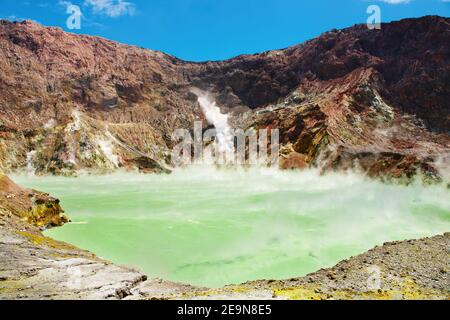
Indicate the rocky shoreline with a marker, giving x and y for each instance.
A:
(33, 266)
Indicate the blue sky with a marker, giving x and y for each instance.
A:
(201, 30)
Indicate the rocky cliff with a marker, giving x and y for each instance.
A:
(376, 100)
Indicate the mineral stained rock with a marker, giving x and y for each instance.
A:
(373, 100)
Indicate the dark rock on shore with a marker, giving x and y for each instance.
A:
(372, 100)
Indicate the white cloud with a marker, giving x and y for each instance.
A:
(395, 1)
(111, 8)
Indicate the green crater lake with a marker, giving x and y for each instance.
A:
(212, 227)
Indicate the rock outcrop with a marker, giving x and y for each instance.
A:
(375, 100)
(403, 270)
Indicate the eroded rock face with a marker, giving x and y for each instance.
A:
(375, 100)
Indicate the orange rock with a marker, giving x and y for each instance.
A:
(294, 161)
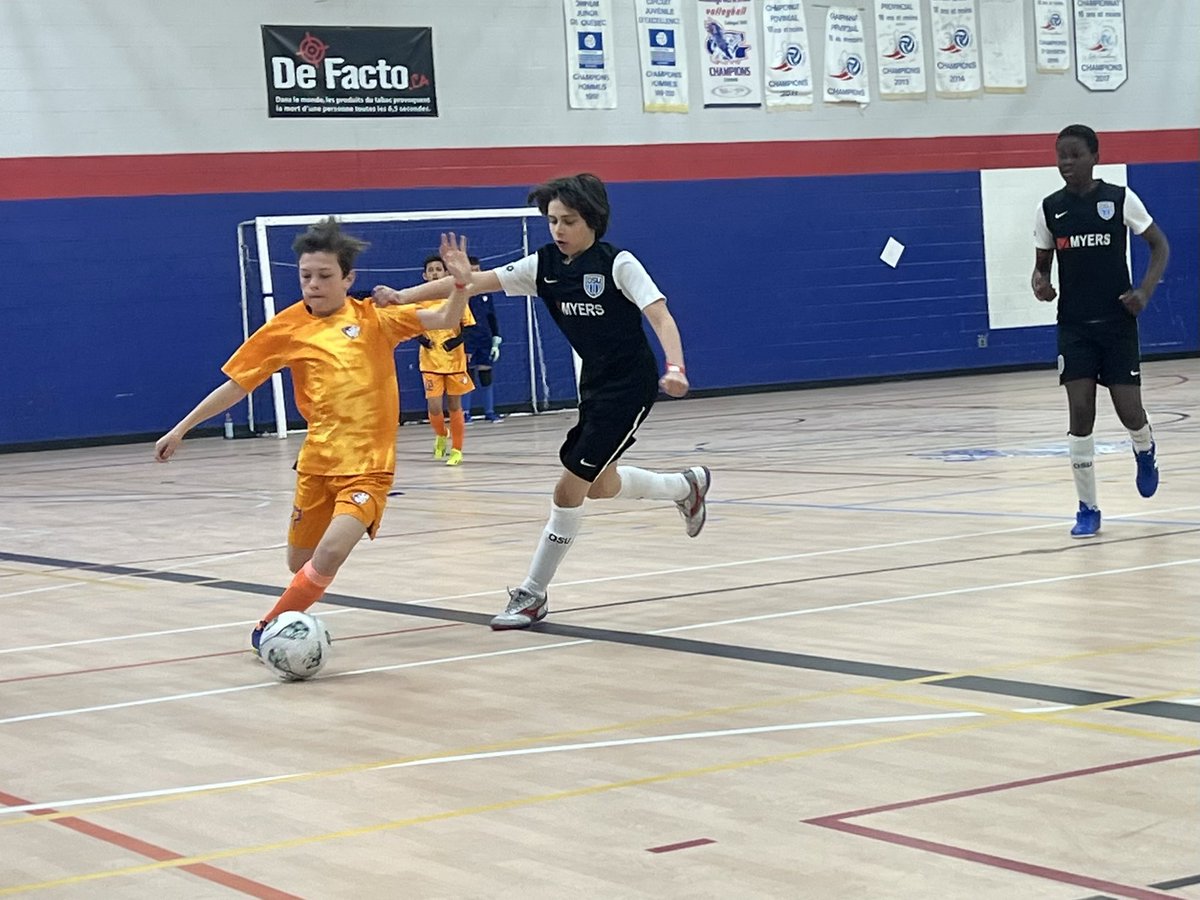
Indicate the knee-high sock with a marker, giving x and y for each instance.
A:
(1083, 459)
(641, 484)
(556, 540)
(1143, 437)
(305, 589)
(457, 427)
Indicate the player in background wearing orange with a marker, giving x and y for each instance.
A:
(340, 352)
(443, 366)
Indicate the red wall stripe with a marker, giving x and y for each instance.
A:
(60, 177)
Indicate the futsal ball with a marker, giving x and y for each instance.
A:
(294, 646)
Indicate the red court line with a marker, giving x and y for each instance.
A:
(125, 841)
(681, 845)
(838, 822)
(163, 174)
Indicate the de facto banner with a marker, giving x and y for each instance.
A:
(323, 71)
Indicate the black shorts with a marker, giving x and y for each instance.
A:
(1108, 352)
(605, 431)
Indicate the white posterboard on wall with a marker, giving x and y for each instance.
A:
(1009, 199)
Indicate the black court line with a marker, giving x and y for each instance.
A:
(985, 684)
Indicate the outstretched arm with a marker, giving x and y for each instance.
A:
(448, 315)
(220, 400)
(675, 382)
(1137, 299)
(1041, 281)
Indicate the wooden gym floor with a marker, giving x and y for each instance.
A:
(885, 670)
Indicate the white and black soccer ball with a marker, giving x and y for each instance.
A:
(294, 646)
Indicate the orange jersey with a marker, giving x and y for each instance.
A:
(435, 359)
(345, 378)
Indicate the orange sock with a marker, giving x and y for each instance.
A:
(305, 589)
(457, 429)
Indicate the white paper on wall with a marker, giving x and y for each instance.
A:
(955, 48)
(1051, 22)
(1101, 45)
(900, 49)
(663, 49)
(1002, 31)
(731, 54)
(591, 71)
(1009, 199)
(845, 64)
(787, 65)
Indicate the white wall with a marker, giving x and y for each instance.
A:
(83, 77)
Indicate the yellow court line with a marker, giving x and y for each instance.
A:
(504, 805)
(652, 721)
(1061, 718)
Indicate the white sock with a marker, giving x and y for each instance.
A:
(1143, 438)
(556, 540)
(1083, 459)
(643, 485)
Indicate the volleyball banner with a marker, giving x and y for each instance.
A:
(787, 66)
(1051, 22)
(955, 48)
(900, 51)
(845, 79)
(1002, 23)
(591, 72)
(731, 54)
(348, 72)
(664, 55)
(1099, 45)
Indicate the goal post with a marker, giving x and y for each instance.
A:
(537, 371)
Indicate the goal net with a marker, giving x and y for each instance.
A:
(535, 371)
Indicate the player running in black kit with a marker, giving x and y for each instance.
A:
(597, 295)
(1087, 223)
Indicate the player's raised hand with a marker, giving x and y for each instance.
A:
(454, 256)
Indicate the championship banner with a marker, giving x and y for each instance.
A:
(1002, 24)
(664, 54)
(955, 48)
(845, 58)
(592, 76)
(1051, 22)
(729, 37)
(899, 49)
(333, 71)
(787, 67)
(1099, 45)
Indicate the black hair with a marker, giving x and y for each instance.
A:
(327, 237)
(1084, 133)
(585, 193)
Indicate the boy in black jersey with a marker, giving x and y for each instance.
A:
(1086, 223)
(597, 295)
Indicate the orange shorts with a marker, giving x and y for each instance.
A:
(319, 498)
(454, 383)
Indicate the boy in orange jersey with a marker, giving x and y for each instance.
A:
(340, 352)
(443, 366)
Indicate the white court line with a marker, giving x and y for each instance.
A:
(681, 570)
(520, 751)
(537, 648)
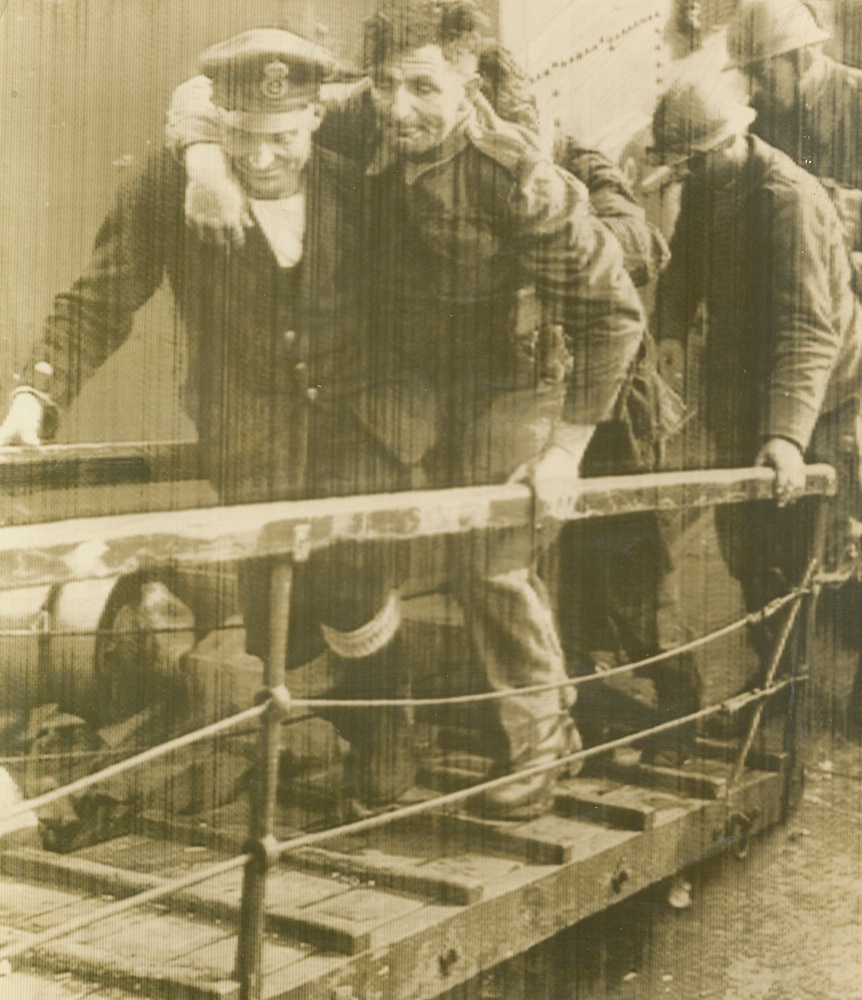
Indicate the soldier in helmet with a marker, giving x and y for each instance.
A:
(758, 243)
(808, 105)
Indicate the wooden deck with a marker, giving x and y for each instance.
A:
(409, 911)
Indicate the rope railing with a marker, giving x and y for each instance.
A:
(96, 548)
(149, 755)
(231, 722)
(367, 824)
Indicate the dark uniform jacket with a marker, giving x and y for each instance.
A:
(261, 338)
(766, 257)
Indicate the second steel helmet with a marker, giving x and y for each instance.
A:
(695, 116)
(764, 29)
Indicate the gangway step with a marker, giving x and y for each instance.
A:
(412, 909)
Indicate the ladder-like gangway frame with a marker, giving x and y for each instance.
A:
(286, 533)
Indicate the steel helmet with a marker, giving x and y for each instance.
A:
(697, 115)
(764, 29)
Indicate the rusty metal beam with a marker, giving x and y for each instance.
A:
(90, 548)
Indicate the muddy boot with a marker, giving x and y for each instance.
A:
(532, 796)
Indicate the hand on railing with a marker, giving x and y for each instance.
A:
(787, 460)
(23, 422)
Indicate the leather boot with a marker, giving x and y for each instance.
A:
(381, 764)
(532, 796)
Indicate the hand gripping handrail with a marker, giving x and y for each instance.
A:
(89, 548)
(288, 532)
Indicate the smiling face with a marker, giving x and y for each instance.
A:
(421, 96)
(267, 163)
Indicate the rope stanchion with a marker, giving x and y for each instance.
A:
(753, 618)
(153, 753)
(772, 668)
(279, 849)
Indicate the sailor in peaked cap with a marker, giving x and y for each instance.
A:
(266, 87)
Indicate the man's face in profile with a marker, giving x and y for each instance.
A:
(266, 162)
(421, 96)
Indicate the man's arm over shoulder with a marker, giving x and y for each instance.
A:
(681, 286)
(90, 320)
(348, 125)
(581, 281)
(191, 117)
(612, 200)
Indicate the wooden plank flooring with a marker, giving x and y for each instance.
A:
(413, 909)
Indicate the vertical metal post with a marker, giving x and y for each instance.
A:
(263, 798)
(794, 732)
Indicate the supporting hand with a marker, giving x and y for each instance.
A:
(23, 422)
(787, 460)
(216, 208)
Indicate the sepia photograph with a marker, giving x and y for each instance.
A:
(431, 500)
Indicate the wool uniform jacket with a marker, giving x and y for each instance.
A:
(765, 255)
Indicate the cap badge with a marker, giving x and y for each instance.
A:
(274, 83)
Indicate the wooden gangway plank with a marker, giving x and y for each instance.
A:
(88, 548)
(406, 943)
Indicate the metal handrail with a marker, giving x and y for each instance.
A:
(288, 532)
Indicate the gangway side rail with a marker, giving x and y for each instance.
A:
(90, 548)
(287, 533)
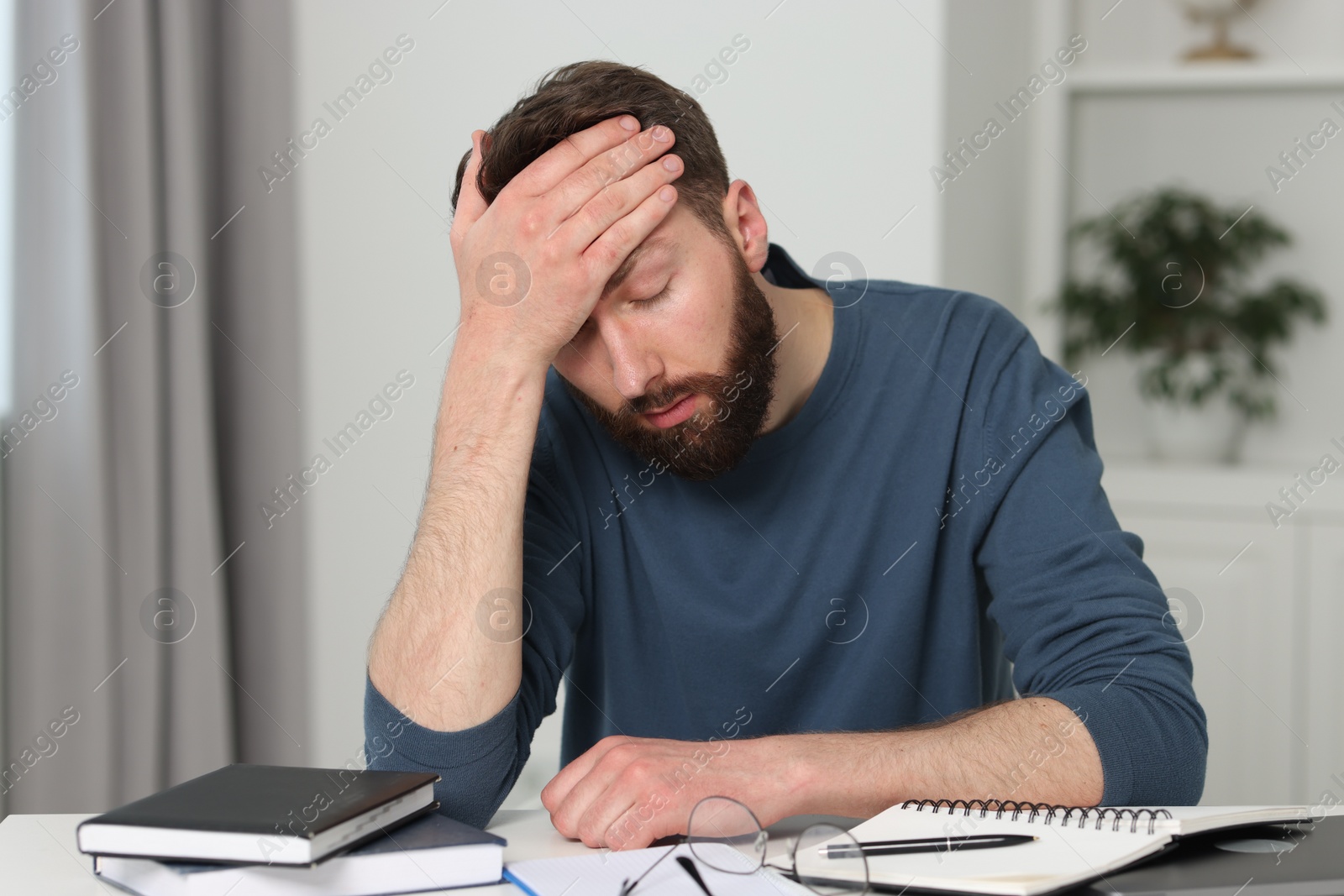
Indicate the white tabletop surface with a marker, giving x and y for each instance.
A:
(38, 853)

------------------------------------------------------------------------

== What the exercise asks ==
Give all of the data above as a JSON list of strings, with one string for each line and blank lines left out. Do not include the pictures in the answer.

== Answer to this problem ==
[
  "Indicate the rocky shoreline with a marker, giving x and y for each instance.",
  "A:",
  "(33, 266)",
  "Indicate the blue sky with a marker, giving x and y for each instance.",
  "A:",
  "(201, 30)",
  "Indicate the rocky cliff with a marker, giving x and y for each instance.",
  "A:",
  "(376, 100)",
  "Indicate the mineral stained rock with a marker, giving x and y for each instance.",
  "A:",
  "(373, 100)",
  "Indicate the dark rock on shore with a marker, giving x and y for each instance.",
  "A:",
  "(372, 100)",
  "Indicate the white cloud with a marker, giving x and y for each instance.",
  "A:",
  "(395, 1)",
  "(111, 8)",
  "Indicate the green crater lake with a marker, giving x and y for each instance.",
  "A:",
  "(212, 227)",
  "Indicate the rock outcrop with a marker, giving x and y for each instance.",
  "A:",
  "(375, 100)",
  "(403, 270)",
  "Indicate the eroded rock face with a marker, giving x and y for each instance.",
  "A:",
  "(375, 100)",
  "Indicate the orange rock with a marker, giving x and y for each instance.",
  "A:",
  "(294, 161)",
  "Indicate the knee-high sock with a marker, giving x and y for each instance.",
  "A:",
  "(1083, 459)",
  "(641, 484)",
  "(556, 540)",
  "(1143, 437)",
  "(305, 589)",
  "(457, 427)",
  "Indicate the player in background wearing orange with a marker, giving x and y for each instance.",
  "A:",
  "(340, 352)",
  "(443, 366)",
  "Indicate the red wall stripe with a marker, giving x and y for each instance.",
  "A:",
  "(60, 177)",
  "Indicate the futsal ball with a marker, giving x and y for each instance.",
  "A:",
  "(294, 646)",
  "Indicate the red court line with a marker, giving x and y for each instance.",
  "A:",
  "(125, 841)",
  "(681, 845)",
  "(838, 822)",
  "(163, 174)",
  "Indicate the de facto banner with a marker, giving x and y for each instance.",
  "A:",
  "(323, 71)",
  "Indicate the black shorts with a marker, giving x and y for each instance.",
  "A:",
  "(1108, 352)",
  "(605, 431)",
  "Indicate the white posterboard on wall with a marker, giving x and y for each instance.",
  "A:",
  "(1009, 199)",
  "Indicate the black court line with a marker, giving x and y for each instance.",
  "A:",
  "(985, 684)",
  "Indicate the outstretched arm with a marker, giving x and y for each instance.",
  "A:",
  "(448, 315)",
  "(220, 400)",
  "(675, 382)",
  "(1137, 299)",
  "(1041, 281)",
  "Indicate the wooden gym floor with a marker, giving x and y for each instance.",
  "A:",
  "(885, 670)",
  "Indicate the white and black soccer ball with a marker, giving x and y for each instance.",
  "A:",
  "(294, 646)",
  "Indicate the orange jersey with a marker, giving x and y for each instance.",
  "A:",
  "(435, 359)",
  "(345, 378)",
  "Indicate the orange sock with a marker, giving x and y for each instance.",
  "A:",
  "(305, 589)",
  "(457, 429)",
  "Indicate the white paper on wall with a marker, giving x and y for each instance.",
  "A:",
  "(955, 48)",
  "(1051, 22)",
  "(1101, 45)",
  "(900, 49)",
  "(663, 49)",
  "(1002, 31)",
  "(731, 54)",
  "(591, 71)",
  "(1009, 199)",
  "(845, 64)",
  "(787, 65)",
  "Indicate the white wall with a marker, giving x and y for each instance.",
  "A:",
  "(83, 77)",
  "Indicate the yellow court line with a marker, giving x and y for each instance.",
  "A:",
  "(504, 805)",
  "(652, 721)",
  "(1061, 718)",
  "Indicate the white sock with a marker, giving x and y for each instance.",
  "A:",
  "(1143, 438)",
  "(556, 540)",
  "(1083, 459)",
  "(643, 485)",
  "Indicate the volleyball banner with a marker, giving x and y for each instance.",
  "A:",
  "(787, 66)",
  "(1051, 22)",
  "(955, 48)",
  "(900, 51)",
  "(845, 79)",
  "(1002, 23)",
  "(591, 72)",
  "(731, 54)",
  "(348, 72)",
  "(664, 55)",
  "(1099, 45)",
  "Indicate the goal post with a marker, giving x and y for each instance.",
  "A:",
  "(537, 371)",
  "Indicate the goal net with a marker, giving x and y for each instance.",
  "A:",
  "(535, 371)",
  "Indicate the player running in black kit with a marker, giving x and y for each instance.",
  "A:",
  "(597, 295)",
  "(1087, 223)",
  "Indicate the player's raised hand with a marker, giving x and y for each instance.",
  "A:",
  "(454, 256)",
  "Indicate the championship banner with a marker, giving x and y for each instance.",
  "A:",
  "(1002, 24)",
  "(664, 54)",
  "(955, 48)",
  "(845, 58)",
  "(592, 76)",
  "(1051, 22)",
  "(729, 37)",
  "(899, 49)",
  "(333, 71)",
  "(787, 67)",
  "(1099, 45)",
  "Indicate the black hair with a marker, giving x and y for each instance.",
  "A:",
  "(327, 237)",
  "(1084, 133)",
  "(585, 193)",
  "Indicate the boy in black jersey with a marker, giving x and y for each instance.",
  "A:",
  "(1086, 223)",
  "(597, 295)",
  "Indicate the orange shorts with a marker, giving x and y for each instance.",
  "A:",
  "(319, 498)",
  "(454, 383)",
  "Indicate the boy in orange jersey with a marker, giving x and y for each instance.",
  "A:",
  "(340, 352)",
  "(443, 366)",
  "Indicate the white court line with a marker, giving x and y for each instance.",
  "A:",
  "(681, 570)",
  "(520, 751)",
  "(537, 648)",
  "Indicate the soldier in helmet with a marker, giving x and y for each instance.",
  "A:",
  "(758, 243)",
  "(808, 105)",
  "Indicate the wooden deck with a marker, giving x and y for each instance.",
  "A:",
  "(409, 911)",
  "Indicate the rope railing with a marker, giving x and y for each instance.",
  "A:",
  "(96, 548)",
  "(149, 755)",
  "(231, 722)",
  "(367, 824)",
  "Indicate the dark uniform jacket with a marker, giving x and y for each instance.",
  "A:",
  "(261, 338)",
  "(766, 257)",
  "Indicate the second steel helmet with a marker, giving x and y for each instance.",
  "A:",
  "(695, 116)",
  "(764, 29)",
  "Indicate the gangway step with a marker, giving x and y for each instance.",
  "A:",
  "(412, 909)",
  "Indicate the ladder-like gangway frame with a marker, giving x and y for each instance.",
  "A:",
  "(286, 533)",
  "Indicate the steel helmet with a marker, giving x and y for each instance.",
  "A:",
  "(697, 115)",
  "(764, 29)",
  "Indicate the rusty metal beam with a marker, giving x and y for each instance.",
  "A:",
  "(90, 548)",
  "Indicate the muddy boot with a marker, giving x and y for each instance.",
  "A:",
  "(532, 796)",
  "Indicate the hand on railing with a marker, giving x and y for each instance.",
  "A:",
  "(787, 460)",
  "(23, 422)",
  "Indicate the leather boot with a marker, giving x and y for each instance.",
  "A:",
  "(381, 764)",
  "(532, 796)",
  "Indicate the hand gripping handrail with a marker, giving x and y for each instance.",
  "A:",
  "(89, 548)",
  "(288, 532)",
  "Indicate the smiling face with a marker, giving x and y for each instance.",
  "A:",
  "(421, 96)",
  "(267, 163)",
  "Indicate the rope stanchion with a marker, giving x and y for each instance.",
  "A:",
  "(753, 618)",
  "(153, 753)",
  "(772, 668)",
  "(279, 849)",
  "Indicate the sailor in peaked cap with a marker, giving x and y for each instance.",
  "A:",
  "(266, 87)",
  "Indicate the man's face in profile with a marker, giving x and y for each instance.",
  "A:",
  "(266, 162)",
  "(421, 96)",
  "Indicate the man's arm over shoulder with a marker, giving x and y for each instance.",
  "A:",
  "(681, 286)",
  "(90, 320)",
  "(348, 125)",
  "(581, 281)",
  "(191, 117)",
  "(612, 200)",
  "Indicate the wooden plank flooring with a marker, giving x and y for each instance.",
  "A:",
  "(413, 909)",
  "Indicate the vertical metal post with a marker, giving x and y for each instance.",
  "A:",
  "(263, 798)",
  "(794, 732)",
  "Indicate the supporting hand with a marker, giving x and y for each instance.",
  "A:",
  "(23, 422)",
  "(787, 460)",
  "(216, 208)",
  "Indicate the sepia photograph with a marker, giving x and y for each instance.",
  "A:",
  "(431, 500)",
  "Indicate the wool uniform jacket with a marker, giving x and y for each instance.",
  "A:",
  "(765, 255)",
  "Indicate the cap badge with a marker, giving x and y for each instance.",
  "A:",
  "(274, 83)",
  "Indicate the wooden gangway plank with a marker, giving x and y for each instance.",
  "A:",
  "(88, 548)",
  "(406, 943)",
  "Indicate the metal handrail with a marker, giving x and y for each instance.",
  "A:",
  "(288, 532)",
  "Indicate the gangway side rail with a marker, giving x and y for each instance.",
  "A:",
  "(90, 548)",
  "(287, 533)",
  "Indicate the white tabletop surface with a marker, giving x and y for each instance.",
  "A:",
  "(38, 853)"
]